▸ Objective:
Arrange the stretch of the listing below, from the line containing "Practice. For this step, pick out the blurred sky" through the line containing "point(269, 12)", as a JSON list of strings with one string per line and blank lines left out.
========================================================================
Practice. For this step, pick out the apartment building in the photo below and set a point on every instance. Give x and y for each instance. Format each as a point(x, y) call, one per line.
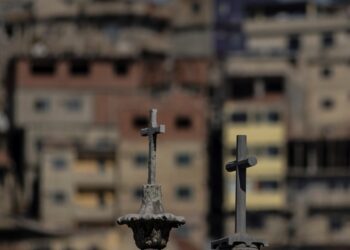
point(306, 43)
point(181, 157)
point(264, 123)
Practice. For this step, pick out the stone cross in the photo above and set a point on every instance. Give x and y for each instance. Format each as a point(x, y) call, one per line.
point(152, 131)
point(240, 165)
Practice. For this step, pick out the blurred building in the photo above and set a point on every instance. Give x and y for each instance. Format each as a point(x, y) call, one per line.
point(260, 113)
point(297, 49)
point(80, 76)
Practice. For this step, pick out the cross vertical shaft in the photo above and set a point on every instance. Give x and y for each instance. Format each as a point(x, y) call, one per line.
point(152, 132)
point(241, 147)
point(152, 148)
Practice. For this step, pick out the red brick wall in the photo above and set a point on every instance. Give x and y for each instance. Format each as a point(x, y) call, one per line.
point(101, 76)
point(126, 108)
point(192, 71)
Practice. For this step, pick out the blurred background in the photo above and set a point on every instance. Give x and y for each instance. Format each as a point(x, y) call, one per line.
point(79, 76)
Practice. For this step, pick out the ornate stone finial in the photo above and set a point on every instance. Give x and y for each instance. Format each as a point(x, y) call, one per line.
point(240, 240)
point(151, 226)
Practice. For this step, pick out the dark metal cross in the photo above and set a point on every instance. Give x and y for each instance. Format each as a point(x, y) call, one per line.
point(240, 165)
point(152, 131)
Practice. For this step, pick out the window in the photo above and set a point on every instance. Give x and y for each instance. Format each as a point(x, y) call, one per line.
point(327, 39)
point(196, 7)
point(273, 116)
point(273, 151)
point(335, 223)
point(59, 197)
point(45, 67)
point(101, 163)
point(274, 84)
point(140, 122)
point(73, 104)
point(326, 72)
point(101, 199)
point(239, 117)
point(121, 67)
point(138, 192)
point(183, 159)
point(255, 221)
point(39, 144)
point(184, 193)
point(268, 185)
point(183, 122)
point(41, 104)
point(79, 67)
point(141, 159)
point(293, 43)
point(59, 163)
point(327, 103)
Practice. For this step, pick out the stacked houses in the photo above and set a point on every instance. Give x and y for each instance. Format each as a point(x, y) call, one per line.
point(80, 76)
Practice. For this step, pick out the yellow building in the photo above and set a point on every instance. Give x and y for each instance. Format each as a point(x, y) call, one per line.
point(265, 127)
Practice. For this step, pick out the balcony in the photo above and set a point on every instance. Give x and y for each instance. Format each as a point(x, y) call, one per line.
point(285, 26)
point(95, 214)
point(95, 180)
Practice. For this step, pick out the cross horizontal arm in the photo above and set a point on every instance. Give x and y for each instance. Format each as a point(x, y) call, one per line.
point(249, 162)
point(151, 131)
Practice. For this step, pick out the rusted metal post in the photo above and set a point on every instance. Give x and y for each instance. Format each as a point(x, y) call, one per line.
point(151, 226)
point(240, 240)
point(152, 131)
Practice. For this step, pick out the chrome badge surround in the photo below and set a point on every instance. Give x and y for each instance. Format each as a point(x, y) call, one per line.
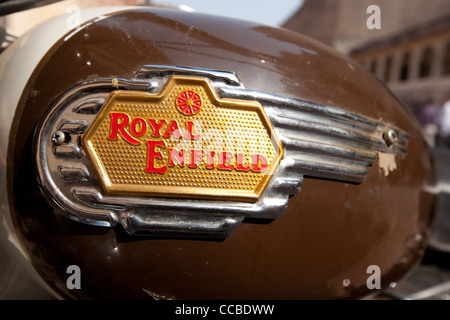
point(318, 141)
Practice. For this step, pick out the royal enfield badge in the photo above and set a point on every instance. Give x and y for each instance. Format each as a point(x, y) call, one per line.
point(183, 142)
point(178, 151)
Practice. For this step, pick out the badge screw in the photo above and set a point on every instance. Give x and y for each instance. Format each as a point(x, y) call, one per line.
point(391, 137)
point(59, 137)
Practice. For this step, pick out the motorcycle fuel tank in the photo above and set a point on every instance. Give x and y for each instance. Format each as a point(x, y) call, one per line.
point(178, 155)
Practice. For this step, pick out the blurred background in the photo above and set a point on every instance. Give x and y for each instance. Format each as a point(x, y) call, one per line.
point(409, 52)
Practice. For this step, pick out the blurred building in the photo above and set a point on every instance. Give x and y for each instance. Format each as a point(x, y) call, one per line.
point(410, 52)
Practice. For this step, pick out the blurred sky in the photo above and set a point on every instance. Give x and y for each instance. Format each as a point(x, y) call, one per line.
point(269, 12)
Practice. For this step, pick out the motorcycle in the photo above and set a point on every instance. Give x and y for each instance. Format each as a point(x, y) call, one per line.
point(153, 153)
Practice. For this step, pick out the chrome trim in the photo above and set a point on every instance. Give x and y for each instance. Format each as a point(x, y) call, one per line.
point(318, 141)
========================================================================
▸ Output:
[
  "Practice. For this step, pick out the blurred sky in the photo above and set a point on every instance. Give x and y for each instance. Format each as a point(x, y) call, one per line.",
  "point(269, 12)"
]